▶ Instruction 1:
In the sermon below, who is named as the one delivering it?

▶ Excerpt:
----
The Place Called Christmas
First United
Presbyterian Church
“The Place Called
Christmas”
Rev. Amy Morgan
December 24, 2017,
7PM
There’s this place called Christmas where life is peaceful, merry,
bright. A mantra of season’s greetings, familiar scriptures and carols fill the
air. Merry Christmas. Happy Holidays. No one fights about it. “For unto you is
born this day in the city of David a Saviour, which is Christ the Lord.” Even
Linus knows it by heart. “Silent night, holy night, all is calm, all is
bright.”
Calm and bright it is in this place called Christmas, where
candles flicker to warm the darkness and soft blankets enfold us as hot cocoa
steams from sturdy mugs in our hands. Halls are decked and logs crackle on the
fire. Brightly wrapped packages rest on a blanket of pine needles falling like
snow onto the carpet. Family recipes, passed down through generations, are
lovingly prepared and fill us with joy and gratitude.
----
▶ Provided data:
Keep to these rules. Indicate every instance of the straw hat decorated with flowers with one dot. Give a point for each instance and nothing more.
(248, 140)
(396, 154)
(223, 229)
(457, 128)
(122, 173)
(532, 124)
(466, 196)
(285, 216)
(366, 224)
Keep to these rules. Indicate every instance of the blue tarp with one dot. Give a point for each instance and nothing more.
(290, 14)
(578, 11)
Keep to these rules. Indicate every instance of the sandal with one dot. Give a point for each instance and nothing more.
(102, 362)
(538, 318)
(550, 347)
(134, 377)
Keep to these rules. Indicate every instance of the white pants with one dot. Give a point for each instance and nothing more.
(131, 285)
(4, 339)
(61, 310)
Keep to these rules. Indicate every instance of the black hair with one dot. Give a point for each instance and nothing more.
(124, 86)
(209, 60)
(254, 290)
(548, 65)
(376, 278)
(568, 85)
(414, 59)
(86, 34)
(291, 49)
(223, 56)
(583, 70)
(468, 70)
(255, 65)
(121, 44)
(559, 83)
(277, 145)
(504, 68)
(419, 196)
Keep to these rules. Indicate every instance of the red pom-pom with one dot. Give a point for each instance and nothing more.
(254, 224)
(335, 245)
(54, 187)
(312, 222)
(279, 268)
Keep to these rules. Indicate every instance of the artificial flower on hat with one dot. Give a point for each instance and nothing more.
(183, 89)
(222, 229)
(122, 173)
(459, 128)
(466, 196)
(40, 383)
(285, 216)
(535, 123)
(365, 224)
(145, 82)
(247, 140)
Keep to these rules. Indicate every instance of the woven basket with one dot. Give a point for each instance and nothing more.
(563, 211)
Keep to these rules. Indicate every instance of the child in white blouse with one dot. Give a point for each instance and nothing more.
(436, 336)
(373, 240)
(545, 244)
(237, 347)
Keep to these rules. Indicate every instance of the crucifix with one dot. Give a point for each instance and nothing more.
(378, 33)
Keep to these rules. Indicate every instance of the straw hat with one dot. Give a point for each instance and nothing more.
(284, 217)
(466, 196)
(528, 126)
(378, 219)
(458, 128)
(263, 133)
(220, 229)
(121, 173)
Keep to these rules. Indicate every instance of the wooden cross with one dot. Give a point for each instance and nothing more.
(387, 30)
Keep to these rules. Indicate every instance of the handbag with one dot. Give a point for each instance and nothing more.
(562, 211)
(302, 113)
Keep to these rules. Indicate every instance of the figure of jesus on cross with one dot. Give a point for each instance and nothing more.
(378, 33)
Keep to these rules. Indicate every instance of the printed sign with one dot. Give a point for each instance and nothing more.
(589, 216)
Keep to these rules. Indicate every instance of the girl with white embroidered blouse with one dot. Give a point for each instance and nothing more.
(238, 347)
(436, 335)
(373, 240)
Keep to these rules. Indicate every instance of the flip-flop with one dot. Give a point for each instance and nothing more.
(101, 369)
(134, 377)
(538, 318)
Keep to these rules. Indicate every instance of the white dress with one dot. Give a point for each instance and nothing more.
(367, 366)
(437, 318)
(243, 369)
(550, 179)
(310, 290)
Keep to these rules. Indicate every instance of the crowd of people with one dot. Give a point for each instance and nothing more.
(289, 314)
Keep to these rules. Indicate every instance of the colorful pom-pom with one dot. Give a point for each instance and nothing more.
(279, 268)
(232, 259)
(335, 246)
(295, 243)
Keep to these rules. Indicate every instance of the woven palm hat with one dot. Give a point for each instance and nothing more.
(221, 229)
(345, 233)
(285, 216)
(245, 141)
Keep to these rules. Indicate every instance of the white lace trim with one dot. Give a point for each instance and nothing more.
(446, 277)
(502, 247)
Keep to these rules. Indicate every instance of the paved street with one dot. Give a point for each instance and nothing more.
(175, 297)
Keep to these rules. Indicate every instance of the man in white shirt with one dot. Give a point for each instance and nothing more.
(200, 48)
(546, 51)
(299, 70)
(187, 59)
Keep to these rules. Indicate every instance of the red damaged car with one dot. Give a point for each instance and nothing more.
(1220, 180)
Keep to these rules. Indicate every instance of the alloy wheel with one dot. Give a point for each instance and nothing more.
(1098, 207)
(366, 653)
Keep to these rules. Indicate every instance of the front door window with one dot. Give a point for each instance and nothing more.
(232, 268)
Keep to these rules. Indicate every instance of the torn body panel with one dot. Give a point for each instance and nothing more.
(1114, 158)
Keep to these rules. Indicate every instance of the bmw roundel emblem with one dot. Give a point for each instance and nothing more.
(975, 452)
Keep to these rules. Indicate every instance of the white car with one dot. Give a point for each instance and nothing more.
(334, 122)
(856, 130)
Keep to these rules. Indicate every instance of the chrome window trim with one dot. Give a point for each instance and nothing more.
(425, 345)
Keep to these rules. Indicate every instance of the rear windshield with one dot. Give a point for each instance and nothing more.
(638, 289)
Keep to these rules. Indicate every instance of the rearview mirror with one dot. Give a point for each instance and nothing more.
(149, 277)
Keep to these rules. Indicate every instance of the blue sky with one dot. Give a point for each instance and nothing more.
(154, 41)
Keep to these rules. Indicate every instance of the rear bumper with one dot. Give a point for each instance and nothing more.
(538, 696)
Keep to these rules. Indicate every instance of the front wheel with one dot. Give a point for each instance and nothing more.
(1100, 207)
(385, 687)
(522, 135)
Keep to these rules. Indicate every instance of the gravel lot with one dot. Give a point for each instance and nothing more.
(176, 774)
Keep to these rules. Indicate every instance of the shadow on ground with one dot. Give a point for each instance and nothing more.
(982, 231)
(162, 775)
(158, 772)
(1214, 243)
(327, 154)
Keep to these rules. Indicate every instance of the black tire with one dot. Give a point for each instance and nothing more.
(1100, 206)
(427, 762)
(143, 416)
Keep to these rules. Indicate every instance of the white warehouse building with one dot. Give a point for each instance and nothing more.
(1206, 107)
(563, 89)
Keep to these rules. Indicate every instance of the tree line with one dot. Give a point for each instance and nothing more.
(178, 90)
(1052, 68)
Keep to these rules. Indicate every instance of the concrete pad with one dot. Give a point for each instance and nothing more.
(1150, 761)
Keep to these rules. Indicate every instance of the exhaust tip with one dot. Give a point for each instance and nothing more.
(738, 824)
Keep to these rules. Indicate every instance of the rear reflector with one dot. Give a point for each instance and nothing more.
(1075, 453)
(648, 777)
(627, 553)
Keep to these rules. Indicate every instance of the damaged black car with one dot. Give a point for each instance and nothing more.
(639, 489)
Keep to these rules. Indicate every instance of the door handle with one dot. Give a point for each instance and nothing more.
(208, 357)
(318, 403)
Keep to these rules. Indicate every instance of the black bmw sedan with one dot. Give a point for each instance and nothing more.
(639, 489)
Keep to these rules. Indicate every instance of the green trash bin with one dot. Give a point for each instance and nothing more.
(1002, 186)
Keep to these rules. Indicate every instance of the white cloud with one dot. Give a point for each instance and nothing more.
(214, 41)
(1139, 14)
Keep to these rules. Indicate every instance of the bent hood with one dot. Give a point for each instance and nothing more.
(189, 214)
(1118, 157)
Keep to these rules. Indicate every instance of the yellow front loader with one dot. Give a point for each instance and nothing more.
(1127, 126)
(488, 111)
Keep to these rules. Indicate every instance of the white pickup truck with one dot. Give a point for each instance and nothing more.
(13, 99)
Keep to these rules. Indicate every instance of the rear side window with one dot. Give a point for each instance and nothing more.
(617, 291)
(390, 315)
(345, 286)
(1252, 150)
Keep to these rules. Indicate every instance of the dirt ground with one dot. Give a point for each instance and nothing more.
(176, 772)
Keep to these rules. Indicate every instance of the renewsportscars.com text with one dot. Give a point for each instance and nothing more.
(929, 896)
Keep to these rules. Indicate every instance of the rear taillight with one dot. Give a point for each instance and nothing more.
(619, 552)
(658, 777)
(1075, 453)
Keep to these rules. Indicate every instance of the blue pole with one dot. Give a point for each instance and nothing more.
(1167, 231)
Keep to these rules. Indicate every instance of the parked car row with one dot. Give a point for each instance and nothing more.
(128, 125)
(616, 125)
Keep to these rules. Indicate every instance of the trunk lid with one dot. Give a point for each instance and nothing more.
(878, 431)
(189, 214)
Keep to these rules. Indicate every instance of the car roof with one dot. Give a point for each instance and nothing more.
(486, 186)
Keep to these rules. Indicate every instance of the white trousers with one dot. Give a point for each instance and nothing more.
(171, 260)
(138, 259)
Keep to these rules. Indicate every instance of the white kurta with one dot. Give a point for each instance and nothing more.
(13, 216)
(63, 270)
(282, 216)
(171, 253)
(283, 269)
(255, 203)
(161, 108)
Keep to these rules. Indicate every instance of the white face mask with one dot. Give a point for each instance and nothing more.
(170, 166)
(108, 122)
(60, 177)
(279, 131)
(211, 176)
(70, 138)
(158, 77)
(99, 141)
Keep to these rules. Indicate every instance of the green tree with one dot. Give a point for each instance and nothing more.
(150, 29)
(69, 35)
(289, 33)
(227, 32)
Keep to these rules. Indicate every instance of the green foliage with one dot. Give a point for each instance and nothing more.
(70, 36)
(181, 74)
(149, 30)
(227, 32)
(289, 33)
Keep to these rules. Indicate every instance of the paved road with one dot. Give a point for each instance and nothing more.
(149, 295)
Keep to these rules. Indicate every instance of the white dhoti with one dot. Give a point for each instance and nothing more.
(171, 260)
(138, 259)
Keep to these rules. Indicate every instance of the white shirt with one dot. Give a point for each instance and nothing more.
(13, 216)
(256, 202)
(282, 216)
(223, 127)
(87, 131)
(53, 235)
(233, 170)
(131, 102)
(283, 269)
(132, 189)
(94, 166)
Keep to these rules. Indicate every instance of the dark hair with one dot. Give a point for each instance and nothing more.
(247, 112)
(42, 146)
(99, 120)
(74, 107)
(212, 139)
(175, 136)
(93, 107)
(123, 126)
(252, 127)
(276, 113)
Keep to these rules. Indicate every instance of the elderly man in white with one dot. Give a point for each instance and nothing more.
----
▶ Instruction 2:
Please show every line of the entries above that contains the word "shirt". Case counts.

▶ Exercise answer 1:
Rev. Amy Morgan

▶ Exercise answer 2:
Keep to these rules. Indicate every instance of the man in white shirt with one dot. Give a point for each instance and nothing more.
Keep to these rules. Indicate every instance of the white shirt with one dot. Give a point for each instance and nothing more.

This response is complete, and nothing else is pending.